[Excerpt provided Boundary: Start]

The organ of Corti, or spiral organ, is the receptor organ for hearing and is located in the mammalian cochlea. This highly varied strip of epithelial cells allows for transduction of auditory signals into nerve impulses' action potential. Transduction occurs through vibrations of structures in the inner ear causing displacement of cochlear fluid and movement of hair cells at the organ of Corti to produce electrochemical signals.

Italian anatomist Alfonso Giacomo Gaspare Corti (1822–1876) discovered the organ of Corti in 1851. The structure evolved from the basilar papilla and is crucial for mechanotransduction in mammals.

The organ of Corti is located in the scala media of the cochlea of the inner ear between the vestibular duct and the tympanic duct and is composed of mechanosensory cells, known as hair cells. Strategically positioned on the basilar membrane of the organ of Corti are three rows of outer hair cells (OHCs) and one row of inner hair cells (IHCs). Surrounding these hair cells are supporting cells: Deiters cells, also called phalangeal cells, which have a close relation with the OHCs, and pillar cells, which separate and support both the OHCs and the IHCs.

Projecting from the tops of the hair cells are tiny finger-like projections called stereocilia, which are arranged in a graduated fashion with the shortest stereocilia on the outer rows and the longest in the center. This gradation is thought to be the most important anatomic feature of the organ of Corti because this allows the sensory cells superior tuning capability.

[Excerpt provided Boundary: End]
[Raw data Boundary: Start]

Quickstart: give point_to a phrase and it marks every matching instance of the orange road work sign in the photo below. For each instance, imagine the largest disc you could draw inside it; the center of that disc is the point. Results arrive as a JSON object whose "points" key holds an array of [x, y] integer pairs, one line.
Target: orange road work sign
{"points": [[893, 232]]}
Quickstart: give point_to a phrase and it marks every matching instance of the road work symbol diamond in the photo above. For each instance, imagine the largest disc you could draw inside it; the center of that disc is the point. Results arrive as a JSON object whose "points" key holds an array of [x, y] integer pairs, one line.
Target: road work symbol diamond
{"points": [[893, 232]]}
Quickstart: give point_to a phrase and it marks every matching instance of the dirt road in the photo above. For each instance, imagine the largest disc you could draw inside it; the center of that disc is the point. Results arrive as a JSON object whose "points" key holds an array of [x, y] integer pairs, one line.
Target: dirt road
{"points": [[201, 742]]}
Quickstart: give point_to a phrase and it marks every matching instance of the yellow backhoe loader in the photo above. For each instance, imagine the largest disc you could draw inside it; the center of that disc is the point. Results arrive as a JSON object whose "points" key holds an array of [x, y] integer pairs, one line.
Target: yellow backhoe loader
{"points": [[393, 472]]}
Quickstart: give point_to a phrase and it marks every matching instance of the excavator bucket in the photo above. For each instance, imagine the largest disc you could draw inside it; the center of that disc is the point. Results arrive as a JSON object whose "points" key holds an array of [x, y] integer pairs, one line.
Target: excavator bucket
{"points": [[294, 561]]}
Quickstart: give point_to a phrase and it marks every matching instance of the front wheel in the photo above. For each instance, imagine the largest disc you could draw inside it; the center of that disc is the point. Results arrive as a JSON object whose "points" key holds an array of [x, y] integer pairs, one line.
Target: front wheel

[Raw data Boundary: End]

## Check your understanding
**A)** According to the passage on the organ of Corti, in what year did Alfonso Giacomo Gaspare Corti discover the organ?
**B)** Return the part of the passage on the organ of Corti that starts at the words "Italian anatomist Alfonso" and ends after "and the IHCs.", copied character for character.
**C)** Take the passage on the organ of Corti further, writing on from its last sentence.

## Task results
**A)** 1851

**B)**
Italian anatomist Alfonso Giacomo Gaspare Corti (1822–1876) discovered the organ of Corti in 1851. The structure evolved from the basilar papilla and is crucial for mechanotransduction in mammals.

The organ of Corti is located in the scala media of the cochlea of the inner ear between the vestibular duct and the tympanic duct and is composed of mechanosensory cells, known as hair cells. Strategically positioned on the basilar membrane of the organ of Corti are three rows of outer hair cells (OHCs) and one row of inner hair cells (IHCs). Surrounding these hair cells are supporting cells: Deiters cells, also called phalangeal cells, which have a close relation with the OHCs, and pillar cells, which separate and support both the OHCs and the IHCs.

**C)**
If the cochlea were uncoiled, it would roll out to be about 33 mm long in women and 34 mm in men, with about 2.28 mm of standard deviation for the population. The cochlea is also tonotopically organized, meaning that different frequencies of sound waves interact with different locations on the structure. The base of the cochlea, closest to the outer ear, is the most stiff and narrow and is where the high-frequency sounds are transduced. The apex, or top, of the cochlea is wider and much more flexible and loose and functions as the transduction site for low-frequency sounds.

The function of the organ of Corti is to convert (transduce) sounds into electrical signals that can be transmitted to the brainstem through the auditory nerve. It is the auricle and middle ear that act as mechanical transformers and amplifiers so that the sound waves end up with amplitudes 22 times greater than when they entered the ear.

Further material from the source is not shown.